Document text:
[start]
Cockburn cranks it up a gear with the events post 9/11; Rumsfeld’s stewardship in the war against the Taliban in Afghanistan and the consequent lack of military strength to finish the job; Rumsfeld’s commitment to invading Iraq regardless of the total lack of evidence of weapons of mass destruction and his ineptitude once Baghdad had fallen. He simply had not a clue what to do next – and nor, under the Rumsfeld Doctrine, were there enough men to do very much at all. Then there is his proactive and vigorous involvement in the plight of the Guantanamo Bay detainees, who Rumsfeld believed had no legal recourse to the strictures of the Geneva Convention because they were “unlawful combatants” and thus deserved whatever punishment he deemed suitable. “These are bad men, Mr President,” he told Bush, “and I think we ought to let people know that.” He urged “counter-resistance techniques” (ie what you and I would call torture) to be used against the detainees, but seemed to think that the Guantanamo interrogators were pussyfooting around. One measure approved by Rumsfeld involved making prisoners stand for four hours at a stretch. Rumsfeld accompanied his tick in the box with a scrawled note stating: “However, I stand for 8-10 hours a day. Why is standing limited to 4 hours?” In lieu of an official response, Cockburn provides his own: “The answer, of course, was that he could always sit down if he felt like it and in any case wore specially made shoes, built up and filled with extra padding. His staff called them the duck shoes.”
[end]
Collection entries:
[start]
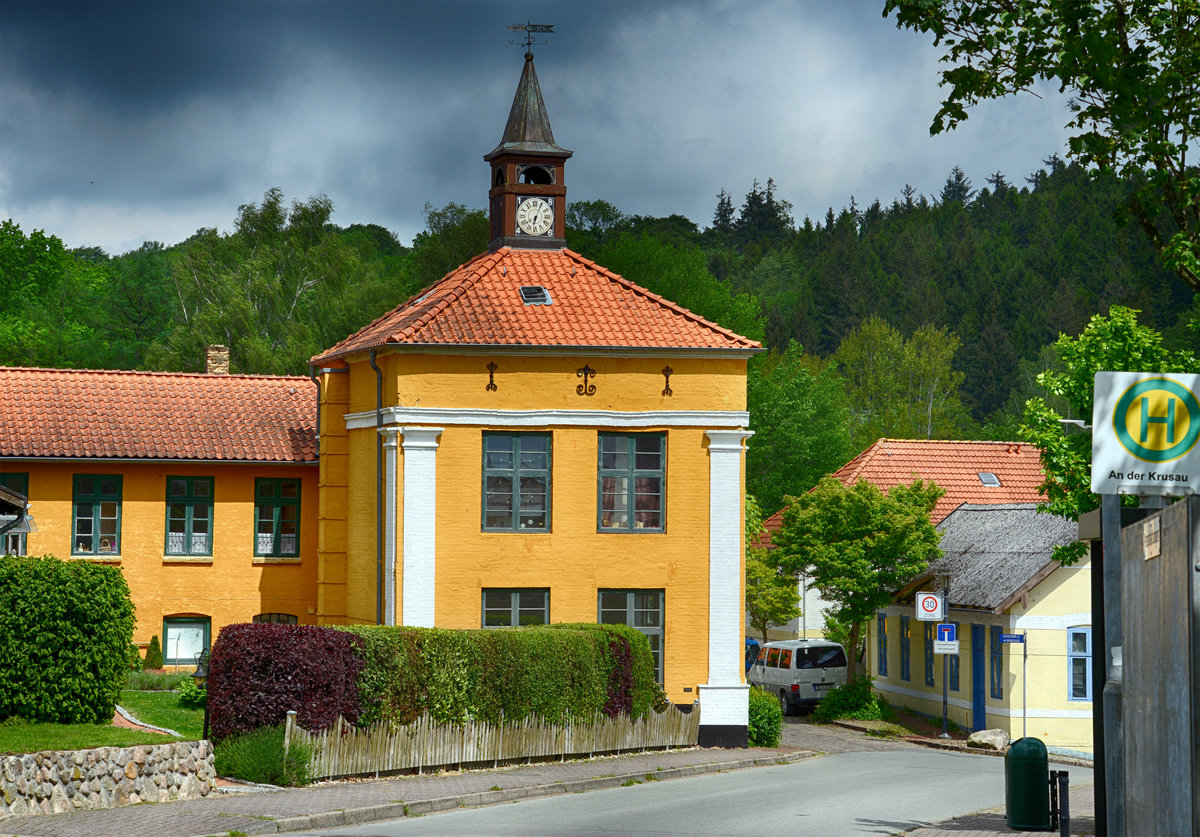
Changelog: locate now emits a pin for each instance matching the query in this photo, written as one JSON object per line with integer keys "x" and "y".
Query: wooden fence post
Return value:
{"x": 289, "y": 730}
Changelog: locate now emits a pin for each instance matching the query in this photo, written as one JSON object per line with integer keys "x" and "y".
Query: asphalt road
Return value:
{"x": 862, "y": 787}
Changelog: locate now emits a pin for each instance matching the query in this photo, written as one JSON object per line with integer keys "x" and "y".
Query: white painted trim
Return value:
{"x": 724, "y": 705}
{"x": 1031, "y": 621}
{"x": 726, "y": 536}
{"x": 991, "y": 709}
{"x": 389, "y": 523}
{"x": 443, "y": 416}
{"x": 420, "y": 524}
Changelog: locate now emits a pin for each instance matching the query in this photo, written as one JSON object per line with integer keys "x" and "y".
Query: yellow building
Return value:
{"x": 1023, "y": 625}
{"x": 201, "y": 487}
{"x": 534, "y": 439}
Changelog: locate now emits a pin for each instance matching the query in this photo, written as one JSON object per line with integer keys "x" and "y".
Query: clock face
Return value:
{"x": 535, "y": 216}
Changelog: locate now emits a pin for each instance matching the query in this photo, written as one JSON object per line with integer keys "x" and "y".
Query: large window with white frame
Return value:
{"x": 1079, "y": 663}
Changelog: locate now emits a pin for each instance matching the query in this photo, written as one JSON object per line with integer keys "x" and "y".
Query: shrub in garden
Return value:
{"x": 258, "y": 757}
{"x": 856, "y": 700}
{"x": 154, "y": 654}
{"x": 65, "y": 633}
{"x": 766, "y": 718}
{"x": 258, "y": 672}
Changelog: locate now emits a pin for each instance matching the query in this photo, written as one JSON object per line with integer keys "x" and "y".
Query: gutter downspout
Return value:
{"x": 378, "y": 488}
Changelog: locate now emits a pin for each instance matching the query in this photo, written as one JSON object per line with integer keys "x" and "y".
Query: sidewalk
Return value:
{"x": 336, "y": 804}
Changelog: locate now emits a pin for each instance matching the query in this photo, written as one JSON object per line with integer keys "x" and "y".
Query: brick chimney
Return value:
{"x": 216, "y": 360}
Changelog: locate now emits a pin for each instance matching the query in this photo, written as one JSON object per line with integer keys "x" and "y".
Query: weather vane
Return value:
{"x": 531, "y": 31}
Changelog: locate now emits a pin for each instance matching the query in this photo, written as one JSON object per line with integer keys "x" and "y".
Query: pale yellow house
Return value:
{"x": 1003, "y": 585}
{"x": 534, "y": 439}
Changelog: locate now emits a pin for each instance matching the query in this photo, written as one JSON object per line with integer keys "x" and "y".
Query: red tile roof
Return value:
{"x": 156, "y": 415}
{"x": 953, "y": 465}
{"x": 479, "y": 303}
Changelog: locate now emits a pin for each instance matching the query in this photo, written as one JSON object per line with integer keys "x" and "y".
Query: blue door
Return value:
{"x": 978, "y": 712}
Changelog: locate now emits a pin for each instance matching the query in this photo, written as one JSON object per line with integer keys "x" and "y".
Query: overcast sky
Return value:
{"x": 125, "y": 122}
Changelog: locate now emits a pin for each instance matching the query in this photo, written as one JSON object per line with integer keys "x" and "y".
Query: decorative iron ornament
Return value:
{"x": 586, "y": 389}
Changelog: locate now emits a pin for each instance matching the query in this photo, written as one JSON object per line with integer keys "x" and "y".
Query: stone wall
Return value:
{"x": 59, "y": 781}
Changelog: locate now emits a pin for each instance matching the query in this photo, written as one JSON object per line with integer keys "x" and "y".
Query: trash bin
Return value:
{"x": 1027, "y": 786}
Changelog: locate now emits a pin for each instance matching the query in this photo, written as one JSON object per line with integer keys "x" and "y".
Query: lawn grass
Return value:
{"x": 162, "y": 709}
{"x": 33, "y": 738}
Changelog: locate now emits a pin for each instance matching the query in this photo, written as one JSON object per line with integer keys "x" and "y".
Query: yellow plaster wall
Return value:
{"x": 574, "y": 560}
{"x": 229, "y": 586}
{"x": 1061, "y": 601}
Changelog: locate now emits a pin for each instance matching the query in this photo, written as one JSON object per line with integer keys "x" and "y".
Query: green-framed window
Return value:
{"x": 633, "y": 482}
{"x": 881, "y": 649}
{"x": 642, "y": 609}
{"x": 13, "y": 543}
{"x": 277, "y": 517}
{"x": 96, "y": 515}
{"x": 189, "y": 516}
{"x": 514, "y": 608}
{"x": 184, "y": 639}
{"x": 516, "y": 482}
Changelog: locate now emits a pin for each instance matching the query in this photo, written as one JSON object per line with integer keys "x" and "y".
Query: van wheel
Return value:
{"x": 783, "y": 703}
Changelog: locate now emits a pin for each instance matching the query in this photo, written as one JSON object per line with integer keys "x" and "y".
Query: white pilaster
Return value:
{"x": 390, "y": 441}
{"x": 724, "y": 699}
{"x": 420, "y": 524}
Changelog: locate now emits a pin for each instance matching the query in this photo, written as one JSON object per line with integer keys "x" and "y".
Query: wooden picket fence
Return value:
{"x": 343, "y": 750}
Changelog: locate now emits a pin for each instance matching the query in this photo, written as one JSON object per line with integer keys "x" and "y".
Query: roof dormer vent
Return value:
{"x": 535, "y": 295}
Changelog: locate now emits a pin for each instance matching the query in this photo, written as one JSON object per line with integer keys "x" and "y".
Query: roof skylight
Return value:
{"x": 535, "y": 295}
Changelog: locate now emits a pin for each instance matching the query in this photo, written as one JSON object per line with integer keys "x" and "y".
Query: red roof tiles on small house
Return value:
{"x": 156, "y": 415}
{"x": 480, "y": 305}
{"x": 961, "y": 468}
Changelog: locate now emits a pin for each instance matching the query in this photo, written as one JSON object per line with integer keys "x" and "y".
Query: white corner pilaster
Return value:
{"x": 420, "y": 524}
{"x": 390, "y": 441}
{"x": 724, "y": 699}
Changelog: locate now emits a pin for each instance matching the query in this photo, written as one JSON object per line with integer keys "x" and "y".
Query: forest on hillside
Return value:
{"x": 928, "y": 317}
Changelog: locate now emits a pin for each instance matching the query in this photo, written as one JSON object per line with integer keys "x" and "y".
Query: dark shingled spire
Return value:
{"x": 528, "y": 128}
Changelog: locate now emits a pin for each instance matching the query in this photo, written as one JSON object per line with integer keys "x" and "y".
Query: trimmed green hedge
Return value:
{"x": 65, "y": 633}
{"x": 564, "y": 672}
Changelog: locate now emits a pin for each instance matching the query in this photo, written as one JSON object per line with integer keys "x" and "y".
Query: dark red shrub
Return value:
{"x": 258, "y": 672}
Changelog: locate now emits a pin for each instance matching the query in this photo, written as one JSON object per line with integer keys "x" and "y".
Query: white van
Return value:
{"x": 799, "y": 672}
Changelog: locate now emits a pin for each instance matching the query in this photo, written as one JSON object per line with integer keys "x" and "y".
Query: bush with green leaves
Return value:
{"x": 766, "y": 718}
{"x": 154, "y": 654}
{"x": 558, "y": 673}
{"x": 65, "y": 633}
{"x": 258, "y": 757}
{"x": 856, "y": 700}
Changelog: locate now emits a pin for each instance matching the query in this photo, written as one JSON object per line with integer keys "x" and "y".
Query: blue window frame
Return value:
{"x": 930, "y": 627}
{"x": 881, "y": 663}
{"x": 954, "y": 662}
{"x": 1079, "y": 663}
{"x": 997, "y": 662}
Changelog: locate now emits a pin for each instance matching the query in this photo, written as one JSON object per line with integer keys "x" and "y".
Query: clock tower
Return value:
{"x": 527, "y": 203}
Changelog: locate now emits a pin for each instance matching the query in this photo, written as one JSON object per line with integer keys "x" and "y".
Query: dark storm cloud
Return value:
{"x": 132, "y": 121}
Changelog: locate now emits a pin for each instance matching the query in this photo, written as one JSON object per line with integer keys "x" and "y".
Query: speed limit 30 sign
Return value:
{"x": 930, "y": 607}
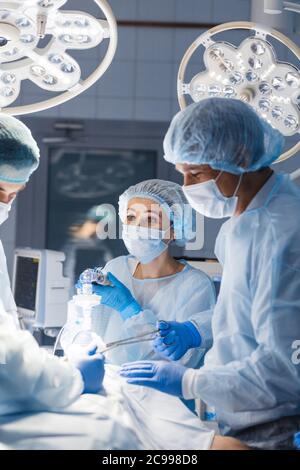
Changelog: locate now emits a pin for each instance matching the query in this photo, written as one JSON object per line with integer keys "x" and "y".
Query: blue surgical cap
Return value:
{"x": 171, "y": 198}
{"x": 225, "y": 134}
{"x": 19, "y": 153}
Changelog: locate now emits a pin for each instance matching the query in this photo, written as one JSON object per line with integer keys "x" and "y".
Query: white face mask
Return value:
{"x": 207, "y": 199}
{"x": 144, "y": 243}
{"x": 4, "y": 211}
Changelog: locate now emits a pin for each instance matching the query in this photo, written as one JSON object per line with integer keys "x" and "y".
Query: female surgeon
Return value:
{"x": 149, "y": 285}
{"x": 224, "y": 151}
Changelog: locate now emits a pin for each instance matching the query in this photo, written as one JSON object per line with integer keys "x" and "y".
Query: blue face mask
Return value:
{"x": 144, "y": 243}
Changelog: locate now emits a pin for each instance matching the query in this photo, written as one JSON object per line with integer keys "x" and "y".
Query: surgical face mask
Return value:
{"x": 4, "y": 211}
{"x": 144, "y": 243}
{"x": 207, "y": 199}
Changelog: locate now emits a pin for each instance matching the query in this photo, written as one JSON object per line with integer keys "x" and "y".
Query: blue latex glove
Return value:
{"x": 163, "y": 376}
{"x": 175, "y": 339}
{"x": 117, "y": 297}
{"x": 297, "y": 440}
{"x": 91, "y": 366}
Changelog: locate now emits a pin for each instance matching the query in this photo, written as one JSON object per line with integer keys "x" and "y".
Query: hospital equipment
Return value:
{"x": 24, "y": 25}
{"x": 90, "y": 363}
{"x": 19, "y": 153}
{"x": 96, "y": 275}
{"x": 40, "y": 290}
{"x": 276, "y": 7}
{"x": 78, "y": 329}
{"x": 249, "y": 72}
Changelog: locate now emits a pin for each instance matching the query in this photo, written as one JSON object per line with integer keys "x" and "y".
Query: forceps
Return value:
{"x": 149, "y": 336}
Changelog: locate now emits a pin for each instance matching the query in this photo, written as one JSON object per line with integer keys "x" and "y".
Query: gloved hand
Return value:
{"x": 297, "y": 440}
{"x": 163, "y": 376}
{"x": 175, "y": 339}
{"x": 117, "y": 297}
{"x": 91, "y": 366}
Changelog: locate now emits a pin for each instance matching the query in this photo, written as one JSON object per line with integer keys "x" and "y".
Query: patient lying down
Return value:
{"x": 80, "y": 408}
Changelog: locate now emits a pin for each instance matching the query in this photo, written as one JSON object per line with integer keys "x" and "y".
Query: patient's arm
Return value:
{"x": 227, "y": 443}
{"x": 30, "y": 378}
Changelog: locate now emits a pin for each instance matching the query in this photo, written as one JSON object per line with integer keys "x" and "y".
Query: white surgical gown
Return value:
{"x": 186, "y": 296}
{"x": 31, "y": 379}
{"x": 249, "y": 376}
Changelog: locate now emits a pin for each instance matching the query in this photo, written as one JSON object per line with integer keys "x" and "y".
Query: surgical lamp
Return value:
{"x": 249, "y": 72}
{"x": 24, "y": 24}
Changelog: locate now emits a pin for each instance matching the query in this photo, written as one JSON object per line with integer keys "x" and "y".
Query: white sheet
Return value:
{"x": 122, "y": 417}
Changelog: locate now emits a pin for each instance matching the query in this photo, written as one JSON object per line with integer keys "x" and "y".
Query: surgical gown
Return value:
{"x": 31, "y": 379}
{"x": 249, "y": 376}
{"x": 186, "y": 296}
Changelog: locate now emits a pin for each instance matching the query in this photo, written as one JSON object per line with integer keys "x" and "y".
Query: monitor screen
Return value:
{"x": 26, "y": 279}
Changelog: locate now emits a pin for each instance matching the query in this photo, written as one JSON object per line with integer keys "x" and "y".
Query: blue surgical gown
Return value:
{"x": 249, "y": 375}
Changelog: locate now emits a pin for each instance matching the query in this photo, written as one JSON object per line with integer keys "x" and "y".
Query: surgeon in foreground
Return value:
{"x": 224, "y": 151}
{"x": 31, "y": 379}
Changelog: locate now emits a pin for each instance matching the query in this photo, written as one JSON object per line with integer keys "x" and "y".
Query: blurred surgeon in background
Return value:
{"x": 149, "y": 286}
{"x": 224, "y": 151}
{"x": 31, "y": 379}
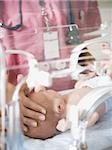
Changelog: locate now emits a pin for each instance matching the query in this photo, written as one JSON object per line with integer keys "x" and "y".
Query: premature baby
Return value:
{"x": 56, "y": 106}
[end]
What is expected: Return the entire Rumsfeld passage verbatim.

Solved problem:
Cockburn cranks it up a gear with the events post 9/11; Rumsfeld’s stewardship in the war against the Taliban in Afghanistan and the consequent lack of military strength to finish the job; Rumsfeld’s commitment to invading Iraq regardless of the total lack of evidence of weapons of mass destruction and his ineptitude once Baghdad had fallen. He simply had not a clue what to do next – and nor, under the Rumsfeld Doctrine, were there enough men to do very much at all. Then there is his proactive and vigorous involvement in the plight of the Guantanamo Bay detainees, who Rumsfeld believed had no legal recourse to the strictures of the Geneva Convention because they were “unlawful combatants” and thus deserved whatever punishment he deemed suitable. “These are bad men, Mr President,” he told Bush, “and I think we ought to let people know that.” He urged “counter-resistance techniques” (ie what you and I would call torture) to be used against the detainees, but seemed to think that the Guantanamo interrogators were pussyfooting around. One measure approved by Rumsfeld involved making prisoners stand for four hours at a stretch. Rumsfeld accompanied his tick in the box with a scrawled note stating: “However, I stand for 8-10 hours a day. Why is standing limited to 4 hours?” In lieu of an official response, Cockburn provides his own: “The answer, of course, was that he could always sit down if he felt like it and in any case wore specially made shoes, built up and filled with extra padding. His staff called them the duck shoes.”